The latest collection of feedback from the Federal Reserve’s 12 districts notes slight to moderate loan growth in most districts, not much change (overall) in credit standards, still-strong growth in deposits due to recent stimulus payments, and some concerns about future, potential impacts of rising interest rates and supply chain disruptions.
That feedback, presented in the Fed’s June 2 Beige Book based on information collected on or before May 25, also pointed to improving loan quality in the districts that offered such information.
The Fed’s Beige Book, published eight times a year, summarizes comments received from outside the Federal Reserve System and, the Fed notes, is not a reflection of the views of Fed officials.
The June 2 report includes information under the headings of banking, banking and finance, or financial services from 10 of the Fed’s 12 districts. The summary information shows lending up in most districts, with commercial lending growth the strongest but growth also noted for residential real estate lending, consumer credit card loans and auto loans.
The Philadelphia district was a bit of an outlier, according to the feedback provided: bank lending fell slightly during the period (though it rose modestly year over year for the period), with flat or declining growth in most types of lending for the period but some growth year over year.
More broadly, the report summarized generally positive feedback on the economy overall. It said several Fed districts cited positive effects of increased vaccination rates and relaxed social distancing measures, though they also noted the adverse impacts of supply chain disruptions. “The effects of expanded vaccination rates were perhaps most notable in consumer spending in which increases in leisure travel and restaurant spending augmented ongoing strength in other spending categories,” it states.
It also noted that light vehicle sales remained solid but were often constrained by tight inventories. There were similar challenges for construction. For example, it stated, homebuilders “often noted that strong demand, buoyed by low mortgage interest rates, outpaced their capacity to build, leading some to limit sales.”
The report said that overall, expectations changed little, “with contacts optimistic that economic growth will remain solid.”

Prompt A
According to the Beige Book article, how many times a year is the Fed's Beige Book published?
Prompt B
Extract the part of the Beige Book article between "That feedback, presented" and "of Fed officials.", inclusive.
The entries that come next have nothing to do with the Beige Book article.

Supplied records
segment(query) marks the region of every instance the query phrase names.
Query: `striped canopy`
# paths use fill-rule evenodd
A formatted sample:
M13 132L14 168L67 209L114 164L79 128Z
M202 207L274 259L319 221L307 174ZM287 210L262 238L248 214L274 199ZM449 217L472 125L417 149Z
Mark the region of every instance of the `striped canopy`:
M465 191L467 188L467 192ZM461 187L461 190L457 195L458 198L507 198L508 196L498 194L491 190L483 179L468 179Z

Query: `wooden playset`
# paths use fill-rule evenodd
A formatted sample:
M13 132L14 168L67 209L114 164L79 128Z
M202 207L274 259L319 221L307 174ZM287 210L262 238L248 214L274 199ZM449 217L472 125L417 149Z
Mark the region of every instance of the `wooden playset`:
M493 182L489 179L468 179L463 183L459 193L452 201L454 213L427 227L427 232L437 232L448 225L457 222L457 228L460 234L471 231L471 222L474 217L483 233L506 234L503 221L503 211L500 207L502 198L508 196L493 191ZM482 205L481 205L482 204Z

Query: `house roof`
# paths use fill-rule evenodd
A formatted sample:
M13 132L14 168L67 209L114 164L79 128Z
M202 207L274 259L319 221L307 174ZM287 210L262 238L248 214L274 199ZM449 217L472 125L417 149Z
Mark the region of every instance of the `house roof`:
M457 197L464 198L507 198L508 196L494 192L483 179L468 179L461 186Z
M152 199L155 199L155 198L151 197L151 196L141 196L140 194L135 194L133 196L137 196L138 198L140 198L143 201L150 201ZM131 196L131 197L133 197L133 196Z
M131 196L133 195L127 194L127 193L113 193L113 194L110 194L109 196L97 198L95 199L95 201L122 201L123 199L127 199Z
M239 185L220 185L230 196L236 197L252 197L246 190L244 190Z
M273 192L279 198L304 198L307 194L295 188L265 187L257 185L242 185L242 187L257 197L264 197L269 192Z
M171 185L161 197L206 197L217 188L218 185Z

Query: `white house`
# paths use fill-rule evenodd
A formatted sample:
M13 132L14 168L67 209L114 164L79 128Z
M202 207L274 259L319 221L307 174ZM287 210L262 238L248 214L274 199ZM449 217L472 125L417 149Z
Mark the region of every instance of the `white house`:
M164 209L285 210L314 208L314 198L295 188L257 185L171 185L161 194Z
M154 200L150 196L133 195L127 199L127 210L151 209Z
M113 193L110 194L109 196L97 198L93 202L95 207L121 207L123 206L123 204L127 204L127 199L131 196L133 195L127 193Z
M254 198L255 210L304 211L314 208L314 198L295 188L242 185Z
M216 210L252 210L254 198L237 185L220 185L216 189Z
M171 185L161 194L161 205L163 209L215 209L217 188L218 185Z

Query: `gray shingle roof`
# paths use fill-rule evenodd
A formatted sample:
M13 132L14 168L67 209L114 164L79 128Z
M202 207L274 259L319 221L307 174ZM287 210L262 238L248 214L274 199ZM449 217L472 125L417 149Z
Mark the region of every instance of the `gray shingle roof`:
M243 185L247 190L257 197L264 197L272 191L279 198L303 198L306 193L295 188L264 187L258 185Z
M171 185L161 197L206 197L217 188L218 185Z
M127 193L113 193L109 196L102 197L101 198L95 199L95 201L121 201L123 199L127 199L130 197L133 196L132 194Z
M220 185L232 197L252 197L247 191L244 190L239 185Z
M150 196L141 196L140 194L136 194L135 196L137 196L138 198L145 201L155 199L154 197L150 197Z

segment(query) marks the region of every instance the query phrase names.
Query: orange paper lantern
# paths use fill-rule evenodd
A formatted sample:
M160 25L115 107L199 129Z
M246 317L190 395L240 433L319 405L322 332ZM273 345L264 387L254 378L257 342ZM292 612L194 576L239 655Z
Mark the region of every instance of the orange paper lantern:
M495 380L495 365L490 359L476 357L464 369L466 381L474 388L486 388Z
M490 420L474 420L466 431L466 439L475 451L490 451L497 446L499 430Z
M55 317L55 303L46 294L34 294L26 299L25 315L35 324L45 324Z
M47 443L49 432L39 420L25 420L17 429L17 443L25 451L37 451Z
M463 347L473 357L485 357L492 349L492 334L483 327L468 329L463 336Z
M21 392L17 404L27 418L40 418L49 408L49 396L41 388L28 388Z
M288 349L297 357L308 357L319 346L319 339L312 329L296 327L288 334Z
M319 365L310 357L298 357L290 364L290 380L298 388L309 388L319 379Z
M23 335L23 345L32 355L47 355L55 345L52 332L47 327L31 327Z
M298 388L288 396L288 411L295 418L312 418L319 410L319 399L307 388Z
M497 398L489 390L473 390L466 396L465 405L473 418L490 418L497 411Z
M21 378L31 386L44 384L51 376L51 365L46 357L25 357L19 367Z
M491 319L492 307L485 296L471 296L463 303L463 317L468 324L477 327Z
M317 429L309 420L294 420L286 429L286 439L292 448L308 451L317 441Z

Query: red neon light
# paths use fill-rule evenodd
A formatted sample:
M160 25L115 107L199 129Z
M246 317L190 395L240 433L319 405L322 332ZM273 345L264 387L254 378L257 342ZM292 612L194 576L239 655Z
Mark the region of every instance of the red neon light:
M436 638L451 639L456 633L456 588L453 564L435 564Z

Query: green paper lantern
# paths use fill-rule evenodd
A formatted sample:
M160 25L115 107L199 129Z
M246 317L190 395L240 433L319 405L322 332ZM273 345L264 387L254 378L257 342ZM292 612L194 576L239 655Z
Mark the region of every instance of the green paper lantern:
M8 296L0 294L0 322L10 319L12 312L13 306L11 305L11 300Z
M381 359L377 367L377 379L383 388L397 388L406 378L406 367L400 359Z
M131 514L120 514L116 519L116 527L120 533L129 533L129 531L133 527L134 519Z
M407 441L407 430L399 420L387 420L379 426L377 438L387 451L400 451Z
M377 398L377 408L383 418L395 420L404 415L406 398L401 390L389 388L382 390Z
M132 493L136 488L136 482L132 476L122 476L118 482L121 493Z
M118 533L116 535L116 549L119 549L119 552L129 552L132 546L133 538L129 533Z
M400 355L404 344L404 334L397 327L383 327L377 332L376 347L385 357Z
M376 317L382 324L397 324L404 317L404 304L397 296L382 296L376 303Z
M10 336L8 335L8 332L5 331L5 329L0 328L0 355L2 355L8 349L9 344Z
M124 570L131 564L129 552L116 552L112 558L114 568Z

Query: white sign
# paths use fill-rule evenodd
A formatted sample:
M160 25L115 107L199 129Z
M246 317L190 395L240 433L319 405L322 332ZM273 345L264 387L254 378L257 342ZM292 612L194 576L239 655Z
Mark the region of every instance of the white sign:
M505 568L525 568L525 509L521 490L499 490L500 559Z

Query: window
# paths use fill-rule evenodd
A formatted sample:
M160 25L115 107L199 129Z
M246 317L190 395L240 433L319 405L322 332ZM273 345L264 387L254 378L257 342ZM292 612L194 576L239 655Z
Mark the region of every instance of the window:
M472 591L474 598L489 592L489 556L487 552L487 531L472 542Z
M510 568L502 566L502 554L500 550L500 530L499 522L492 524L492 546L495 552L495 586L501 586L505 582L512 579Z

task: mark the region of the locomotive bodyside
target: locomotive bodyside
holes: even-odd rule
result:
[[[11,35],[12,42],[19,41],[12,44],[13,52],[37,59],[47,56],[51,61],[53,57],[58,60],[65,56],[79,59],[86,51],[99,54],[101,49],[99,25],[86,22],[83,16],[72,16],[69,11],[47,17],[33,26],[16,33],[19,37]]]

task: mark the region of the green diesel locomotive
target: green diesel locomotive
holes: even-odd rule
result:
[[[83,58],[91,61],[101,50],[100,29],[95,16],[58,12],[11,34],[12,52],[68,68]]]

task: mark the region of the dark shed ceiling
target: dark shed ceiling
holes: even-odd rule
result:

Written answer A
Eight times a year.

Written answer B
That feedback, presented in the Fed’s June 2 Beige Book based on information collected on or before May 25, also pointed to improving loan quality in the districts that offered such information.
The Fed’s Beige Book, published eight times a year, summarizes comments received from outside the Federal Reserve System and, the Fed notes, is not a reflection of the views of Fed officials.